YOUR GOAL
Please convert the entries below into a JSON list of strings, one string per line and no blank lines, starting with the line that contains "Q: In the image above, where is the car roof?" and going on through the line that contains "0;185;11;219". Include only those lines.

Dataset extracts labeled with boxes
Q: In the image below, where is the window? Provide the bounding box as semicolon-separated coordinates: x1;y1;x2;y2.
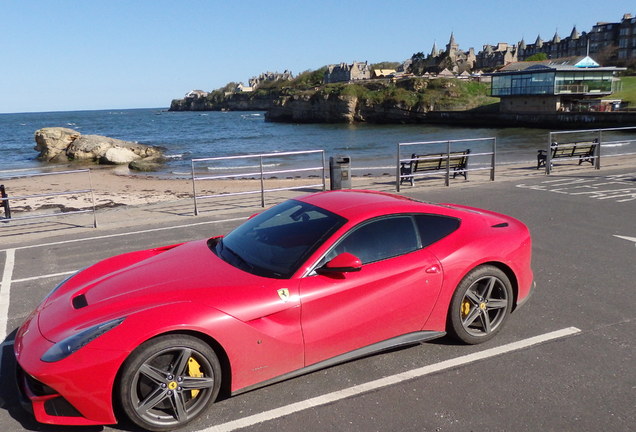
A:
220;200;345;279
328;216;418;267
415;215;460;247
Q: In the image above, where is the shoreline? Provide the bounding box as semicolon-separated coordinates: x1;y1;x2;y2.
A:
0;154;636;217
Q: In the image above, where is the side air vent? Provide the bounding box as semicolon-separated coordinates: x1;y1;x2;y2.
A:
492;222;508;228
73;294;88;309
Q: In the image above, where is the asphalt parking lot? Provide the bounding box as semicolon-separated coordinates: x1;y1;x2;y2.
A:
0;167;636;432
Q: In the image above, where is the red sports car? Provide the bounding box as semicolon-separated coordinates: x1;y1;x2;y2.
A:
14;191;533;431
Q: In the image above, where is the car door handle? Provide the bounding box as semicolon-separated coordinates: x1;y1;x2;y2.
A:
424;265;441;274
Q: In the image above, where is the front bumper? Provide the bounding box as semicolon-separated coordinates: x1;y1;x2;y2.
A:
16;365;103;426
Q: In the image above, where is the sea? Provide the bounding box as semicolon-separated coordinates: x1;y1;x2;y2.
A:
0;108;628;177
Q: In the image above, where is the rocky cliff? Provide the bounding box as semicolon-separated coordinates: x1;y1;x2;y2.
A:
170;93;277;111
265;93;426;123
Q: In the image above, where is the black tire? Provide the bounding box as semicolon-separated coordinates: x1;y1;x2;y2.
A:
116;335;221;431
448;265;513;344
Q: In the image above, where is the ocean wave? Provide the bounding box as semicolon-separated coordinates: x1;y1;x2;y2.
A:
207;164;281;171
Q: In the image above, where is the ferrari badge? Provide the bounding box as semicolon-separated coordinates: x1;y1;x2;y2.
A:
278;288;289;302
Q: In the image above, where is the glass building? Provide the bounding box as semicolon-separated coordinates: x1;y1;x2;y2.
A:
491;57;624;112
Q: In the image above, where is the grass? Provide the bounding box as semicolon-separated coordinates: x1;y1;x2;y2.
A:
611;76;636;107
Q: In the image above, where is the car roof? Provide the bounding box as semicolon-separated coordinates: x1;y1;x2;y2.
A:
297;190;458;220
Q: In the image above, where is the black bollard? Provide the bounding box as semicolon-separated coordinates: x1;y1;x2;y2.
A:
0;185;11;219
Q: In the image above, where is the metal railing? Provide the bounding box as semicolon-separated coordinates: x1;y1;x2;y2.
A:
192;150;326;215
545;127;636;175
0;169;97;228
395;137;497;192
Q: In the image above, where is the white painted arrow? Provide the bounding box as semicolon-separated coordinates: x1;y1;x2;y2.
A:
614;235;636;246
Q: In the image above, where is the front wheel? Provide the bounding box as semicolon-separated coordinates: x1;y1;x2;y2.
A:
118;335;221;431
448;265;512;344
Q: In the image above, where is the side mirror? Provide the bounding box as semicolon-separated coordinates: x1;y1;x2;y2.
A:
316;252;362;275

...

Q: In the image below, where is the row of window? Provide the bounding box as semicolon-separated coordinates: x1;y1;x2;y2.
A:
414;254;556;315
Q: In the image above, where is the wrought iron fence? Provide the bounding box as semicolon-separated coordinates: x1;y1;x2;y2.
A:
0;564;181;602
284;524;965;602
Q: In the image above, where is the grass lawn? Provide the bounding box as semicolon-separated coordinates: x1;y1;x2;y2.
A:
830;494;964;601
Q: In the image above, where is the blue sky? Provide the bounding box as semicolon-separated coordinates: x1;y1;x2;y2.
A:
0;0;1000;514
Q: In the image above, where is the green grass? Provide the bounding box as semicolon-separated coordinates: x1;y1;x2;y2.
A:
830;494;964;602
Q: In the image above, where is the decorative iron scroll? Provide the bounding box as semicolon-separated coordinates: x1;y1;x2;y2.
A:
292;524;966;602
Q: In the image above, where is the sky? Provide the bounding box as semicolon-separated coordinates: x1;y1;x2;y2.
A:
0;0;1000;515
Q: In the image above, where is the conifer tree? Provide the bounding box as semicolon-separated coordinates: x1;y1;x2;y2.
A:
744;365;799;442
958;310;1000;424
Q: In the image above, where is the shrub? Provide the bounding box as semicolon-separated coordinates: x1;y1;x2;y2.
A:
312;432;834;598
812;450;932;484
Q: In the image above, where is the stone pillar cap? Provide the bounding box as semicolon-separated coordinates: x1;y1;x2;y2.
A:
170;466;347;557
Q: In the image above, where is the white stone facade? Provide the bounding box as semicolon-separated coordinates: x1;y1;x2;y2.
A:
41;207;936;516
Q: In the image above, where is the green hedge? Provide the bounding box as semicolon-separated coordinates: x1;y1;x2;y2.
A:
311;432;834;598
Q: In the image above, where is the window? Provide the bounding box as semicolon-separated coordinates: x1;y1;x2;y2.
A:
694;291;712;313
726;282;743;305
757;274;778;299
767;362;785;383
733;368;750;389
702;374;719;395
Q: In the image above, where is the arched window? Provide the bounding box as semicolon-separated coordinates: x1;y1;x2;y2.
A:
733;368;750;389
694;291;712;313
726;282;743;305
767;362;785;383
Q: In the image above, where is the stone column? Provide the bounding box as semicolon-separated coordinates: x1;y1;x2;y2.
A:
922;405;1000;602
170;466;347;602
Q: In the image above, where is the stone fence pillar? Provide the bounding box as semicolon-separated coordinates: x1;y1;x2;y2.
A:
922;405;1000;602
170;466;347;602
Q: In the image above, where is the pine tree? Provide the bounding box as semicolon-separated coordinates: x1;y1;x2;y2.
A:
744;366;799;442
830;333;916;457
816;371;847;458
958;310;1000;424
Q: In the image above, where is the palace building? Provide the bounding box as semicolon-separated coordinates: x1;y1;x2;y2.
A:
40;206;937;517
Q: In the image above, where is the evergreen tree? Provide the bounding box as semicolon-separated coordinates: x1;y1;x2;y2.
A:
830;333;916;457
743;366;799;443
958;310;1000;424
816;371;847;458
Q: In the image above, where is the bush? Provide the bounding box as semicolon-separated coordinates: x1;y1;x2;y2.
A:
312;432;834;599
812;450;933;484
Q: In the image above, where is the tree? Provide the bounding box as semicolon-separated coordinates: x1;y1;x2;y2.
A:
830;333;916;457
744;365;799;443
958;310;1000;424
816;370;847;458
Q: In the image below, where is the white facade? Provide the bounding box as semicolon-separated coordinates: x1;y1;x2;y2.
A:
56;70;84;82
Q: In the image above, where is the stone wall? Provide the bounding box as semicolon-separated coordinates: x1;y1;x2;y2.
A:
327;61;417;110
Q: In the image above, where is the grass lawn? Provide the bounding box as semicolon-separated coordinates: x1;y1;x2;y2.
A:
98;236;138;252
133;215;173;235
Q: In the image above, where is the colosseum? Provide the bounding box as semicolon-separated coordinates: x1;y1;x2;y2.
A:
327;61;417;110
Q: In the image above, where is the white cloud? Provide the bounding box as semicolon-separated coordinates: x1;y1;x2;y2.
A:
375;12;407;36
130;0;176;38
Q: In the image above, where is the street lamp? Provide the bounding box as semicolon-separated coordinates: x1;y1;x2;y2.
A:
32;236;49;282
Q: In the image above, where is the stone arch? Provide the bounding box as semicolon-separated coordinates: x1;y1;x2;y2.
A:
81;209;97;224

RIGHT ANSWER
[
  "Q: In the image above, where is the car roof? Provide the bounding box as semicolon-separated coordinates: x1;y1;x2;y2.",
  "A:",
  "297;190;458;220",
  "Q: In the image above, where is the black bollard? Provide the bounding box as semicolon-separated coordinates: x1;y1;x2;y2.",
  "A:",
  "0;185;11;219"
]